>> begin

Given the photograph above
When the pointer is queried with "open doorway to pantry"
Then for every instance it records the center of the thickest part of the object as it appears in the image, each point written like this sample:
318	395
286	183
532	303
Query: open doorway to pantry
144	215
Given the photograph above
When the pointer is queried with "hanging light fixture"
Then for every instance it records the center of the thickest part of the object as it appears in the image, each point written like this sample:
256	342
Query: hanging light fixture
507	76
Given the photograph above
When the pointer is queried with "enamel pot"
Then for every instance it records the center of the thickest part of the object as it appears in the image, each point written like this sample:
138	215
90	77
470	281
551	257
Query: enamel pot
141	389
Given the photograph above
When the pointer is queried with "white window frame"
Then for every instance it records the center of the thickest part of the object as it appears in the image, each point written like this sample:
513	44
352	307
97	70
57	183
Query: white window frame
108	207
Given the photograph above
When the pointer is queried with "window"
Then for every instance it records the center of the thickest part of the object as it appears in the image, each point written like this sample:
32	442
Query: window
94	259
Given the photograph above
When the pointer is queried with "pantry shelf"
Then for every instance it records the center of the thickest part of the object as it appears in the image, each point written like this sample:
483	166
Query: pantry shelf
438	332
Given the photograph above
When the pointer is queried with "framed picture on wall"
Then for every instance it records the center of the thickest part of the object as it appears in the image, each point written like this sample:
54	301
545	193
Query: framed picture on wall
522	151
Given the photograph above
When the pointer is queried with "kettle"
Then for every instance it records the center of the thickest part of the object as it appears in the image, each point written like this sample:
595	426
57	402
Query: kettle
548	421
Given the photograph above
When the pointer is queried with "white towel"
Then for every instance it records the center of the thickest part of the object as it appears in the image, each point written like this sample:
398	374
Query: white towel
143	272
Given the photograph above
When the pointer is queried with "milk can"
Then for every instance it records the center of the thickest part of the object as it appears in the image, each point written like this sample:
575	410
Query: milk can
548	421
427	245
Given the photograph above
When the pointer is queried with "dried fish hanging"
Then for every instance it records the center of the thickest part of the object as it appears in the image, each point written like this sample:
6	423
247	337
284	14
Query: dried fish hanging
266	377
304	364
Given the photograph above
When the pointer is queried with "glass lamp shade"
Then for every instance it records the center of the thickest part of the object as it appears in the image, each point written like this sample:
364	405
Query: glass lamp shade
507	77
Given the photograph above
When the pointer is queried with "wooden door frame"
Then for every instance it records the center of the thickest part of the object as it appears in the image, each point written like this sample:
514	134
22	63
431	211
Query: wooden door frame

>> end

What is asked: In full and verbatim, repeat the records given above.

Solution for this task:
Given the photograph above
When the pointer is queried with "open doorway to pantry"
Then for every instance it records the center of the thickest part of the object as it appears in the image, each point written like this sample:
318	395
286	183
532	303
Query: open doorway to pantry
144	215
Given the photograph above
When the pointer is queried with "hanging light fixture"
Then for every instance it records the center of the thickest part of the object as it appears in the image, each point written like this sample:
256	342
Query: hanging light fixture
507	76
Given the photograph above
When the pointer is queried with "enamel pot"
Then for every instance it records the center of the thickest part of the object as it appears in the image, each point written like this sample:
138	215
90	77
470	281
551	257
Query: enamel pot
141	389
Given the photograph above
When the pointer is queried with "white window frame"
Then for every instance it records the center of the thickest part of the object as it appears in the image, each point written like this sample:
513	44
352	307
97	70
57	183
Query: white window frame
108	207
Given the photograph above
When the pointer is queried with "window"
Then for every instance it records the center of the thickest part of the object as it appears in the image, each point written like this sample:
32	442
Query: window
94	259
Given the photograph above
When the pointer is queried with "pantry shelf"
Then for every instance it records the center of the thickest part of the object as it appears in the image, each point written like this sample:
483	166
Query: pantry shelf
438	332
Given the photograph above
When the pointer is queried with "framed picture on wall"
Then for every instance it records the center of the thickest part of the object as it appears in the image, each point written like this sample:
54	301
545	193
Query: framed picture on wall
522	151
Given the photograph above
When the pointer is queried with "kettle"
Then for every instance it records the center of the thickest part of the object as it appears in the image, each point written like this sample:
595	426
57	402
Query: kettle
548	421
Given the photograph above
When the pointer is queried with "white towel"
Then for every instance it records the center of the thickest part of the object as it appears in the image, each point written like this sample:
398	374
Query: white towel
143	272
Given the photograph above
When the pointer is queried with "milk can"
Then for every instance it records the center of the thickest part of the object as it appears in the image, each point written like this sample:
575	410
Query: milk can
548	421
427	245
Given the photograph above
When the pointer is queried with "dried fish hanging"
Then for every instance it records the center of the thickest part of the object as it appears in the image, each point written like this sample:
6	423
247	337
284	14
Query: dried fish hanging
266	377
304	364
Given the photograph above
When the pointer is queried with "glass lamp shade"
Then for every instance it records the center of the thickest part of the object as it appears in the image, each point written like this sample:
364	405
Query: glass lamp shade
507	77
Given the photograph above
When the pointer is queried with "wooden door frame"
Then for every instance it records the center of the thickest part of the object as it appears in the image, each point written like this sample:
514	134
22	63
431	211
Query: wooden door frame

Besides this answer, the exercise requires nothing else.